Named-object pointing entries
--------

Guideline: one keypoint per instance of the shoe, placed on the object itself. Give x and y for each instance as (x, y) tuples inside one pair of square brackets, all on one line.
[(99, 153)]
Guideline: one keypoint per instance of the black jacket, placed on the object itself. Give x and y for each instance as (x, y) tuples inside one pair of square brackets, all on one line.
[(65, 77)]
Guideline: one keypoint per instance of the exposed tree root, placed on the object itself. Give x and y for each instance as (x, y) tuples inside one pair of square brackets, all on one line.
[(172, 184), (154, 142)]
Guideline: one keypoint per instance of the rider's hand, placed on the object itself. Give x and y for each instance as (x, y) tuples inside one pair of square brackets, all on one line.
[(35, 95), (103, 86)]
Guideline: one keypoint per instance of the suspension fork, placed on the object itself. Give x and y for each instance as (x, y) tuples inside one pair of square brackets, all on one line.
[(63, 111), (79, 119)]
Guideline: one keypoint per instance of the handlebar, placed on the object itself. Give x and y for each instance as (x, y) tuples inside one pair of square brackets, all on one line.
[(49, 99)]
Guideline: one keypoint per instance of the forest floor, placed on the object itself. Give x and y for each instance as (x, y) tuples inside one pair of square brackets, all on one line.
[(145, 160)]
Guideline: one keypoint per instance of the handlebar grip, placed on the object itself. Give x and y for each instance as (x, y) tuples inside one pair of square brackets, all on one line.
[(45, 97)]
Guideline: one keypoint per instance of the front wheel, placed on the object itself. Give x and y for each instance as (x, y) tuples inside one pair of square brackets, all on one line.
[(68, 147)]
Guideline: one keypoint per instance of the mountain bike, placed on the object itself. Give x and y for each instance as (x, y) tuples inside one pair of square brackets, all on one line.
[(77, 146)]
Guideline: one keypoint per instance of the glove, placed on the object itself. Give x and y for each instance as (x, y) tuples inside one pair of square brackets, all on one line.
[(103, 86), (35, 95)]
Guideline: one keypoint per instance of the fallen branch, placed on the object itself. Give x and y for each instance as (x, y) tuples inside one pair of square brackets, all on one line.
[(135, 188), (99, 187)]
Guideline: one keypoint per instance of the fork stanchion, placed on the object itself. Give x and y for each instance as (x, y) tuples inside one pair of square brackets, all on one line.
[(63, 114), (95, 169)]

--------

### [Given request]
Reproduce verbatim the lines of the records from the line containing "Guideline: one keypoint per instance of the fork" up to and including the final line of the records.

### [Solution for this exercise]
Guideline: one keypoint per instance of the fork stanchion, placed on the object itself. Give x and y for each instance as (x, y) tuples inside one pair of square brackets, all on one line.
[(63, 114), (95, 169)]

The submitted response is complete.